◆ RAW RECORDS ◆
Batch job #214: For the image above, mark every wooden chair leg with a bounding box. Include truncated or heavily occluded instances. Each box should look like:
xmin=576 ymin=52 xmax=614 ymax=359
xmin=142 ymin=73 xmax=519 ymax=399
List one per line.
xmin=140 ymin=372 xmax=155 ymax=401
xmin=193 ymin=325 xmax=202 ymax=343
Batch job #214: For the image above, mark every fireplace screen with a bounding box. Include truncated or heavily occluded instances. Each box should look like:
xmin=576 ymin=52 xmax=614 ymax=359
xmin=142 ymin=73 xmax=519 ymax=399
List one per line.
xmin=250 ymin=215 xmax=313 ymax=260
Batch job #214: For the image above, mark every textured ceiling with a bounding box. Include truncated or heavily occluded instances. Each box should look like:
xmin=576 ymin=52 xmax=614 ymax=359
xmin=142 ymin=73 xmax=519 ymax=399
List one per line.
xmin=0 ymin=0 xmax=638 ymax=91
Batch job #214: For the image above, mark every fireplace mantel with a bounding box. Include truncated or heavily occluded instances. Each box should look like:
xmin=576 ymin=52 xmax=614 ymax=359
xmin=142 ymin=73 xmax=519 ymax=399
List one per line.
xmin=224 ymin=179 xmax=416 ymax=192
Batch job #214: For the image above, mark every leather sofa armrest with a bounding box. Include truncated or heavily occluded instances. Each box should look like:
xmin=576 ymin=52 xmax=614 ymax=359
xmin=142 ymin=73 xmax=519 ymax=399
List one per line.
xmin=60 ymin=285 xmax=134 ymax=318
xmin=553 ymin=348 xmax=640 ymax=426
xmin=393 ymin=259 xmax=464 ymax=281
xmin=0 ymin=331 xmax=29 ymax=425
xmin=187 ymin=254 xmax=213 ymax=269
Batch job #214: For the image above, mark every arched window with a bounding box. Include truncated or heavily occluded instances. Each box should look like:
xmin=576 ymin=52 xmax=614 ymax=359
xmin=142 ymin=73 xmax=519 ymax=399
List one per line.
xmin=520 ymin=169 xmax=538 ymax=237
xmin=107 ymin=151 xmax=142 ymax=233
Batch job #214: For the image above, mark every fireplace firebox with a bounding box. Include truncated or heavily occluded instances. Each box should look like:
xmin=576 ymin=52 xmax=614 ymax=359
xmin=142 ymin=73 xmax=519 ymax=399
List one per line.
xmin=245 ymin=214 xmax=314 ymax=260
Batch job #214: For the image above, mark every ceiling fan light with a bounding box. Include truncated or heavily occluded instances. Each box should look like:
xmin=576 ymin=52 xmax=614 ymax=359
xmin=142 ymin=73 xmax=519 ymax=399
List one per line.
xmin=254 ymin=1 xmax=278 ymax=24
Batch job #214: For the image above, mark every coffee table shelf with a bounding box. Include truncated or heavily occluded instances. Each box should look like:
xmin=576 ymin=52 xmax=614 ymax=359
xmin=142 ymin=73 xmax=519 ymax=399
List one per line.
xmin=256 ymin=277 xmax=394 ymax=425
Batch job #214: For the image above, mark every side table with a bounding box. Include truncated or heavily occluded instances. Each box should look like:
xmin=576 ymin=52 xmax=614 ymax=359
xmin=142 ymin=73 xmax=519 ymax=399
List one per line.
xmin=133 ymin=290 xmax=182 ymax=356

◆ WRITTEN REQUEST ◆
Scale the lines between the one holding "Batch job #214: For the image above, mark every ceiling" and the one holding "xmin=254 ymin=1 xmax=278 ymax=24", inclusive, and give them all again. Keep the request text and its sample boxes unchanged, but multiply every bounding-box coordinate in the answers by 0.2 and round to whole numbers, with halves rounded up.

◆ EXERCISE RESPONSE ◆
Batch job #214: For the image above, mark every ceiling fan light with a bounding box. Include truncated or heavily occluded instances. Each box should look like:
xmin=576 ymin=52 xmax=614 ymax=359
xmin=142 ymin=73 xmax=519 ymax=399
List one per line.
xmin=51 ymin=0 xmax=56 ymax=5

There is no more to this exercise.